PROBLEM TO SOLVE: Every entry, from first to last, must be written out exactly.

Collected data entries

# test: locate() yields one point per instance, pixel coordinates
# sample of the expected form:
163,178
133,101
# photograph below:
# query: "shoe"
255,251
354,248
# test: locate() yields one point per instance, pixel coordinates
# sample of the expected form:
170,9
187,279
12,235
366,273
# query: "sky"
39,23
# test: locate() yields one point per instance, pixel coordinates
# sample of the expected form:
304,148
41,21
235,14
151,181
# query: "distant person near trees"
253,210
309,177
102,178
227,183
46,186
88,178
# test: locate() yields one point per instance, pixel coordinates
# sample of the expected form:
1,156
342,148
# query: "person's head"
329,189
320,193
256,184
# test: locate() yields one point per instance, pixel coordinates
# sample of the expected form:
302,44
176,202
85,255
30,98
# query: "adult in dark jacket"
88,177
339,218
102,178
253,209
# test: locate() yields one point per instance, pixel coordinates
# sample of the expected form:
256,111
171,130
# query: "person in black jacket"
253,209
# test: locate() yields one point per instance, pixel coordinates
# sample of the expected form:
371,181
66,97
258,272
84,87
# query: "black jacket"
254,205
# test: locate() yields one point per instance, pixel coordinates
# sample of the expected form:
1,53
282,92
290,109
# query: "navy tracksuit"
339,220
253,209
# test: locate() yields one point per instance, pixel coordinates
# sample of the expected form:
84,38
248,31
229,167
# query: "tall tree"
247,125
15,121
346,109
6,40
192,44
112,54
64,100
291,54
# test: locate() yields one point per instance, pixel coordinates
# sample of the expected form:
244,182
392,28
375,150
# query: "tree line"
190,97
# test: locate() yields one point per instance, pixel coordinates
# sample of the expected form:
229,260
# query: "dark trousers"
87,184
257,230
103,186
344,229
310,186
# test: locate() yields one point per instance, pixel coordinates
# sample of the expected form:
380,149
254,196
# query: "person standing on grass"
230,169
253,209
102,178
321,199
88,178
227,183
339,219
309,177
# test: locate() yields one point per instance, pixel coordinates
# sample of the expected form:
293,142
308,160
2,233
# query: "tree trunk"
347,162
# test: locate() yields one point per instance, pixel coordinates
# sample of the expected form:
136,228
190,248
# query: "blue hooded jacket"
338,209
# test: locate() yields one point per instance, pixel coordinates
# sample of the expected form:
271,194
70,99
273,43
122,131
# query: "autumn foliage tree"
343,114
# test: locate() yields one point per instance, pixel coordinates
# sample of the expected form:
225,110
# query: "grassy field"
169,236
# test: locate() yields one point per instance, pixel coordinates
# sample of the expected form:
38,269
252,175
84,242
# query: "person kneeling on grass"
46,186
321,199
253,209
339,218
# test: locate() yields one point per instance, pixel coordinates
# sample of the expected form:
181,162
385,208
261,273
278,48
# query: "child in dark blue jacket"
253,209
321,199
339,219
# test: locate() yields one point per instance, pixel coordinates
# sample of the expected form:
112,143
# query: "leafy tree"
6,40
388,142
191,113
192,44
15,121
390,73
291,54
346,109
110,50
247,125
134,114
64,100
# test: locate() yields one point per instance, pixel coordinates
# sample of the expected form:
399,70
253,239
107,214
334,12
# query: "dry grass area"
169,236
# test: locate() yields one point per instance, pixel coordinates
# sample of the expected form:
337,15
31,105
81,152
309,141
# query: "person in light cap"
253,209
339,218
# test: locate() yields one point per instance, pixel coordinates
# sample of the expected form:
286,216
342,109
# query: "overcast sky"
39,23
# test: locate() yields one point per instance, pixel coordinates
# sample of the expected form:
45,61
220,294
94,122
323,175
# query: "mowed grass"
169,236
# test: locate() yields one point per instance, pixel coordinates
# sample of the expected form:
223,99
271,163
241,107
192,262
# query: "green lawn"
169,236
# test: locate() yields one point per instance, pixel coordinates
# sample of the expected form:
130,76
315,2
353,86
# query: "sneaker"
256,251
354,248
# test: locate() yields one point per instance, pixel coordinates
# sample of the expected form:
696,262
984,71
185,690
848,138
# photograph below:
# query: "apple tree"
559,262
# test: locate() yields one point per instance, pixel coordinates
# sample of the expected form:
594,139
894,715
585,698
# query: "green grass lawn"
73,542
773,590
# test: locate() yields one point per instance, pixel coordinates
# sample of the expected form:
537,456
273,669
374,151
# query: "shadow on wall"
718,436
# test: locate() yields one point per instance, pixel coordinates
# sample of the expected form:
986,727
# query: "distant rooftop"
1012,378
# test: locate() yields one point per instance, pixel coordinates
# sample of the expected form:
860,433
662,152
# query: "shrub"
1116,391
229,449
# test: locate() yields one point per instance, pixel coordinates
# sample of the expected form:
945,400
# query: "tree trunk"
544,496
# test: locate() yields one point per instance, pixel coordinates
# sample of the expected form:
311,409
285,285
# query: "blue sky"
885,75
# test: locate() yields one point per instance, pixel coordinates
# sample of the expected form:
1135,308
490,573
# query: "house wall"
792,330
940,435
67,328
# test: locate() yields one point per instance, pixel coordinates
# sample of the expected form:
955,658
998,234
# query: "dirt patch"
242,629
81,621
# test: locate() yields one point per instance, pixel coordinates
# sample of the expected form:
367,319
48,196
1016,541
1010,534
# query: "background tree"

RESPONSE TO THE EXERCISE:
# test: locate() yields one point per instance, pixel coordinates
# sample of the expected form:
163,178
133,101
# photograph below:
# query: "shoe"
255,251
354,248
# test: locate() yields one point per instance, pixel coordinates
# sample of the expected form:
170,9
187,279
12,235
366,273
# query: "sky"
39,23
# test: locate() yields one point per instance, pixel coordinates
# sample of the expected form:
304,148
41,21
235,14
151,181
# query: "distant person near trees"
253,210
309,177
102,178
227,183
46,186
88,178
# test: locate() yields one point per instance, pixel coordinates
# sample of the expected form:
1,156
342,148
# query: "person's head"
329,189
320,193
256,184
# test: locate() yields one point per instance, pixel coordinates
# sample of the expected form:
302,44
176,202
85,255
30,98
# query: "adult in dark jacket"
88,177
339,218
102,178
253,209
# test: locate() yields one point per instance, pixel coordinates
# sample of the expected form:
256,111
171,130
# query: "person in black jacket"
253,209
# test: locate() yields one point per instance, pixel coordinates
# sample of the expected form:
371,181
66,97
258,272
84,87
# query: "black jacket"
254,205
# test: locate() yields one point per instance, pixel coordinates
# sample of the expected form:
1,53
282,92
290,109
# query: "navy tracksuit"
339,220
253,209
# test: locate() yields one point per instance, pixel coordinates
# sample of the expected form:
84,38
248,31
229,167
# query: "tall tree"
247,125
15,121
346,109
6,40
192,44
112,54
64,100
291,54
# test: locate() yields one point per instance, pixel coordinates
# sample of the expected form:
244,182
392,28
375,150
# query: "tree line"
190,97
# test: locate() yields one point per instance, pixel coordinates
# sample of the expected form:
229,260
# query: "dark trousers"
87,184
257,230
103,186
344,229
310,186
# test: locate() yields one point per instance, pixel coordinates
# sample of the expected form:
380,149
254,196
# query: "person standing on grass"
230,169
253,209
102,178
321,199
88,178
227,183
339,219
309,177
# test: locate() yields one point per instance, pixel coordinates
# sample of the expected form:
293,142
308,160
2,233
# query: "tree trunk"
347,162
# test: locate() yields one point per instance, pixel coordinates
# sample of the expected form:
136,228
190,248
# query: "blue hooded jacket"
338,209
# test: locate() yields one point per instance, pixel coordinates
# sample of the expected form:
271,194
70,99
273,43
122,131
# query: "autumn foliage tree"
343,114
# test: locate() yields one point per instance, pixel coordinates
# sample of the expected form:
225,110
# query: "grassy field"
169,236
# test: locate() yields one point per instance, pixel coordinates
# sample of the expected form:
38,269
252,175
84,242
# query: "person kneeling on grass"
46,186
321,199
253,209
339,218
# test: locate() yields one point per instance, pixel coordinates
# sample of the expected form:
181,162
385,208
261,273
278,48
# query: "child in dark blue jacket"
253,209
321,199
339,219
# test: locate() yields one point per instance, pixel coordinates
# sample of the expected form:
112,143
# query: "leafy tree"
6,40
388,142
191,113
192,44
15,121
390,73
291,54
346,109
110,50
247,125
134,114
64,100
# test: locate() yields one point per instance, pixel coordinates
# sample of the expected form:
399,70
253,239
107,214
334,12
# query: "dry grass area"
169,236
# test: locate() yields one point per instance, pixel coordinates
# sample of the expected form:
337,15
31,105
81,152
309,141
# query: "person in light cap"
253,209
339,218
# test: locate() yields one point per instance, pixel coordinates
# sample of the expected form:
286,216
342,109
# query: "overcast sky"
39,23
# test: locate() yields one point per instance, pixel coordinates
# sample of the expected form:
45,61
220,294
94,122
323,175
# query: "mowed grass"
169,236
# test: locate() yields one point per instance, pixel coordinates
# sample of the expected form:
223,99
271,163
241,107
192,262
# query: "green lawn"
169,236
# test: locate() yields one point per instance, pixel coordinates
# sample of the expected form:
130,76
315,2
353,86
# query: "sneaker"
256,251
354,248
# test: locate() yields one point per instance, pixel coordinates
# sample of the expected form:
696,262
984,71
185,690
848,138
# photograph below:
# query: "apple tree"
559,262
# test: locate() yields one point per instance, pixel coordinates
# sample of the expected form:
594,139
894,715
585,698
# query: "green grass lawn"
73,542
773,590
# test: locate() yields one point per instance, pixel coordinates
# sample of the expected form:
537,456
273,669
374,151
# query: "shadow on wall"
718,436
# test: locate() yields one point per instance, pixel coordinates
# sample of the expected form:
986,727
# query: "distant rooftop"
1012,378
# test: locate() yields one point per instance, pixel coordinates
# sample of the expected form:
860,433
662,152
# query: "shrub"
1116,391
229,449
# test: locate() yields one point per instance, pixel coordinates
# sample of the expected form:
945,400
# query: "tree trunk"
544,496
# test: locate() yields one point per instance, pixel coordinates
# sample of the expected form:
311,409
285,285
# query: "blue sky"
885,75
# test: locate() yields one point per instance, pixel coordinates
# sample of the expected form:
1135,308
490,573
# query: "house wall"
792,330
940,435
67,328
# test: locate() yields one point per instance, pixel coordinates
# sample of the expected form:
955,658
998,234
# query: "dirt patch"
242,629
81,621
# test: locate() yields one point per instance, pixel coordinates
# sample of the expected form:
367,319
48,196
1016,541
1010,534
# query: "background tree"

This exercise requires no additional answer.